Material provided Block Start

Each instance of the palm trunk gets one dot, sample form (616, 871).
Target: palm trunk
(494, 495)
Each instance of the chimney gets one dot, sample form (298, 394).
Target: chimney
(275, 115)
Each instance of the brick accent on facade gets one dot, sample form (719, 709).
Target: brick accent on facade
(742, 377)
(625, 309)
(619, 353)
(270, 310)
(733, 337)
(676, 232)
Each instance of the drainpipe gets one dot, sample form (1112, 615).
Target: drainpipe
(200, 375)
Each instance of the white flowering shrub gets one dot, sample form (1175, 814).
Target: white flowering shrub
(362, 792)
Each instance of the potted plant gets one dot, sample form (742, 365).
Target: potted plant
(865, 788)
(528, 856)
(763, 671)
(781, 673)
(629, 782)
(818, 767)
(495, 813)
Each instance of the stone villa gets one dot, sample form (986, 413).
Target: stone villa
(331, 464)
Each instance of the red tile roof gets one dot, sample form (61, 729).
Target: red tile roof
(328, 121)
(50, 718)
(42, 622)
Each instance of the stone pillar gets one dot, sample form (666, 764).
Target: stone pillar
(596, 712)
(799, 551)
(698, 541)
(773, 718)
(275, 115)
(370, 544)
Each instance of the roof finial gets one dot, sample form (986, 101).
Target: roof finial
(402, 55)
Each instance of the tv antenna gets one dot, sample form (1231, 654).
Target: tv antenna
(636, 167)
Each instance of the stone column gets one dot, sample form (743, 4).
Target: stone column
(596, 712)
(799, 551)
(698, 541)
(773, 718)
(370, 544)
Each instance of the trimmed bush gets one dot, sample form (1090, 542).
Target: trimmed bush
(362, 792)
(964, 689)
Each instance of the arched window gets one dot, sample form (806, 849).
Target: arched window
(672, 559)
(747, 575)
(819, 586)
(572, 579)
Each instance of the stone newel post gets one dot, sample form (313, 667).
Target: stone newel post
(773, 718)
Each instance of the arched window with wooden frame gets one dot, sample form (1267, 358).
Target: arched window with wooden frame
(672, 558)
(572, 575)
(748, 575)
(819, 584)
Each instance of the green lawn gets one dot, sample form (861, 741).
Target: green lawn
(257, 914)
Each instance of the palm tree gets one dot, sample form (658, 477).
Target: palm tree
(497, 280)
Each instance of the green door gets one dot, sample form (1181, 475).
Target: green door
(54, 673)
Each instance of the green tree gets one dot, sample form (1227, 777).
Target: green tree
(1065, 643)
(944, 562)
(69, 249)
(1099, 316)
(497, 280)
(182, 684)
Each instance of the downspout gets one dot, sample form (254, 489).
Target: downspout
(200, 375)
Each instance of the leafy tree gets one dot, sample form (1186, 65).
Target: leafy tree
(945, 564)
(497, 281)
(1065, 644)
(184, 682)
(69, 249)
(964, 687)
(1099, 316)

Material provided Block End

■ **What you will do**: Each record above has to be retyped exactly, with nothing left out.

■ **Reply**:
Each instance of the palm trunk gets one dot, sample form (616, 871).
Target: palm trunk
(494, 495)
Each instance of the chimney gets one dot, sample form (298, 394).
Target: chimney
(275, 115)
Each instance of the brick accent on facade gets one dot, sample form (719, 709).
Target: brick accent on facade
(742, 377)
(625, 309)
(619, 353)
(270, 310)
(733, 337)
(676, 232)
Each instance of the drainpipe gets one dot, sample form (1112, 615).
Target: drainpipe
(200, 375)
Each instance of the white flowering shrub gets one dot, sample form (1175, 814).
Target: white flowering shrub
(362, 792)
Each instance of the potted plant gets one dot, sample form (742, 365).
Target: potted plant
(865, 788)
(528, 856)
(763, 671)
(781, 673)
(629, 782)
(818, 767)
(495, 813)
Each instance of the stone villa gets one dot, sample form (986, 413).
Target: stone villa
(331, 464)
Each instance of the red tile roof gets one dot, sample form (61, 729).
Target: red tile roof
(328, 121)
(50, 718)
(42, 622)
Each instance of the stone pillar gets one dot, sample form (666, 764).
Target: stone pillar
(596, 712)
(799, 551)
(698, 541)
(773, 718)
(275, 115)
(370, 544)
Each instance of the roof finial gets one dot, sample form (986, 101).
Target: roof finial
(402, 55)
Each instance of the tv antenna gets one dot, sample form (1231, 654).
Target: tv antenna
(636, 167)
Each instance of the stone column gets one dot, sample form (743, 4).
Target: stone column
(596, 712)
(799, 551)
(698, 541)
(773, 718)
(370, 544)
Each instance of the trimmed bush gets one dot, sample form (1090, 542).
Target: trimmed bush
(362, 792)
(964, 689)
Each instance of the arched window gets one dot, sample form (806, 849).
Target: arched window
(672, 559)
(747, 575)
(819, 586)
(572, 579)
Each instance of the stone newel post gets one dot, sample form (313, 667).
Target: stone newel post
(773, 718)
Each instance of the arched window with wooden frame gets one dot, sample form (1267, 358).
Target: arched window with wooden frame
(672, 558)
(572, 575)
(748, 575)
(819, 584)
Each instance of the green lawn gets one dot, sample form (861, 741).
Target: green lawn
(257, 914)
Each instance of the palm tree gets one dot, sample form (658, 477).
Target: palm tree
(497, 280)
Each instance of the green door gets one dot, sample form (1181, 475).
Target: green door
(54, 673)
Each instance of the green tree gets one dot, sample form (1227, 777).
Target: green tree
(1065, 643)
(944, 562)
(69, 249)
(1099, 316)
(497, 280)
(182, 684)
Each instance of the downspout gets one dot, sample form (254, 489).
Target: downspout
(200, 375)
Each instance of the leafy tree gets one dot, sample form (1186, 65).
Target: leafy tree
(945, 564)
(497, 281)
(1065, 644)
(184, 682)
(69, 249)
(964, 687)
(1099, 316)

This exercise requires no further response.